◆ Your goal ◆
Turn each line of the records below into an item in a numbered list, and skip any blank lines.

Start of Data records

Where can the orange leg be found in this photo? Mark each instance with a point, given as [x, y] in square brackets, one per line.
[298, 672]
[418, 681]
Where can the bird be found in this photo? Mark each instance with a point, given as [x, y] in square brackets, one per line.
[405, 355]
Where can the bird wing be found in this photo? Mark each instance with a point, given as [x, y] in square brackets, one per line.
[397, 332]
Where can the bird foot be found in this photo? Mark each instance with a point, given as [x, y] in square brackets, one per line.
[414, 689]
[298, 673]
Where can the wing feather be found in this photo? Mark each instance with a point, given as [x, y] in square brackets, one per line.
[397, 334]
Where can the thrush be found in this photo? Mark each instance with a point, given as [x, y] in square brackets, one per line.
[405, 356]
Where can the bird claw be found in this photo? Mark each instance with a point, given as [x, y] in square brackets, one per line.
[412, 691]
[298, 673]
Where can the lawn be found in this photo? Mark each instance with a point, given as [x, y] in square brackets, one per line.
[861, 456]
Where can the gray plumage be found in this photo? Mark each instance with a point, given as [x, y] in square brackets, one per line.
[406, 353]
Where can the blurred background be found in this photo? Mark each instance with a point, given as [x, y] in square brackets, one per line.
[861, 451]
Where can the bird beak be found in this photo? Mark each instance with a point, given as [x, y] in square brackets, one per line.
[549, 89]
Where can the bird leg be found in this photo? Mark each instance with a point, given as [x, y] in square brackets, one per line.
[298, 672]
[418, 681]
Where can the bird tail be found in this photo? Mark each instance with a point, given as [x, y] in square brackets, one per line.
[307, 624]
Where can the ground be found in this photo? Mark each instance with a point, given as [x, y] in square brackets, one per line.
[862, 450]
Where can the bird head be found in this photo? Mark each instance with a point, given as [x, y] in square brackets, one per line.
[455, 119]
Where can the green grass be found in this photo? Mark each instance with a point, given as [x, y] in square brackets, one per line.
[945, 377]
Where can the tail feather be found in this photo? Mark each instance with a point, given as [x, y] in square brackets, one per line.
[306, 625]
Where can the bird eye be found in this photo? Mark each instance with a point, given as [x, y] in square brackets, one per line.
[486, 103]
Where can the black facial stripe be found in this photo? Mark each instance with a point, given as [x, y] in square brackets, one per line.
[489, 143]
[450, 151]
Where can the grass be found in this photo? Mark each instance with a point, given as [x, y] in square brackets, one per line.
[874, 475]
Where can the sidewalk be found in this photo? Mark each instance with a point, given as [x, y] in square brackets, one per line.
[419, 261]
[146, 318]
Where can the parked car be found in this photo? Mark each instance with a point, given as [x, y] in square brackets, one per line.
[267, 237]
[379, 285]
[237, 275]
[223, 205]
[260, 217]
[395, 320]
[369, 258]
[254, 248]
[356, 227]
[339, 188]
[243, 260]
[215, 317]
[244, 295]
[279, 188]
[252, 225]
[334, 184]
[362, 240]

End of Data records

◆ Response to the exercise ◆
1. Where can the orange leg be found in this photo? Mark each instance with a point, given as [x, y] in square brackets, one per line.
2. [298, 672]
3. [418, 681]
4. Where can the bird be found in this photo? Mark each instance with a point, given as [x, y] in square brackets, one per line.
5. [405, 355]
6. Where can the bird wing be found in this photo? Mark each instance with a point, given as [x, y] in square brackets, one per line.
7. [397, 332]
8. Where can the bird foot be found in this photo? Mark each instance with a point, given as [x, y] in square brackets, one per line.
9. [414, 689]
10. [298, 673]
11. Where can the wing feather be found in this photo? Mark each instance with a point, given as [x, y] in square brackets, one per line.
12. [397, 334]
13. Where can the thrush be found in this photo? Mark each instance with a point, given as [x, y] in square brackets, one per line.
14. [405, 356]
15. Where can the bird claw be found in this photo? Mark each instance with a point, given as [x, y] in square brackets, one per line.
16. [412, 691]
17. [298, 673]
18. Where can the lawn be found in this photo? Mark each instance with a point, given as [x, y] in square brackets, one per line.
19. [861, 456]
20. Where can the gray plumage be found in this photo? Mark each instance with a point, given as [x, y] in square brackets, one per line.
21. [406, 353]
22. Where can the blurred background be found in this photo? Mark each instance with a point, given as [x, y] in square brackets, one per line.
23. [861, 451]
24. Where can the bird beak be found in this photo? Mark each instance with a point, given as [x, y] in square brackets, one per line.
25. [549, 89]
26. Where can the bird leg be found in this photo? Mark each instance with a point, given as [x, y] in square brackets, one per line.
27. [298, 672]
28. [418, 681]
29. Where can the bird tail be found in this photo? Mark each instance with a point, given as [x, y] in square brackets, one per line.
30. [307, 624]
31. Where can the ground be found in this photo? Mark each instance with a point, given as [x, y] in square brackets, one per line.
32. [862, 450]
33. Where can the bird head be found in this photo? Mark each instance with a point, given as [x, y] in square brackets, one per line.
34. [455, 119]
35. Where can the green grass be found in this photo? Mark each instance with a point, given as [x, y] in square brackets, one per line.
36. [945, 377]
37. Where can the tail feather be found in this photo? Mark each instance with a point, given as [x, y] in square brackets, one per line.
38. [306, 625]
39. Where can the bird eye be found in this photo? Mark each instance with a point, given as [x, y] in square brackets, one per line.
40. [486, 103]
41. Where can the black facial stripe be found in this photo? Mark each instance with a point, given as [x, y] in square brackets, one per line.
42. [489, 143]
43. [450, 151]
44. Where can the grass be found in this photo? Mark each instance with a point, given as [x, y] in square brackets, one per line.
45. [874, 475]
46. Where can the sidewalk be found in this photo? Mark each instance with a point, given as [x, y] in square brackets, one per line.
47. [419, 261]
48. [146, 318]
49. Where can the parked car be found in this photo? Mark each instance with a point, given as [x, y] in square brackets, one per line.
50. [267, 237]
51. [379, 285]
52. [237, 275]
53. [223, 205]
54. [260, 217]
55. [395, 320]
56. [369, 258]
57. [254, 248]
58. [356, 227]
59. [339, 188]
60. [243, 260]
61. [215, 317]
62. [244, 295]
63. [279, 188]
64. [252, 225]
65. [334, 184]
66. [362, 240]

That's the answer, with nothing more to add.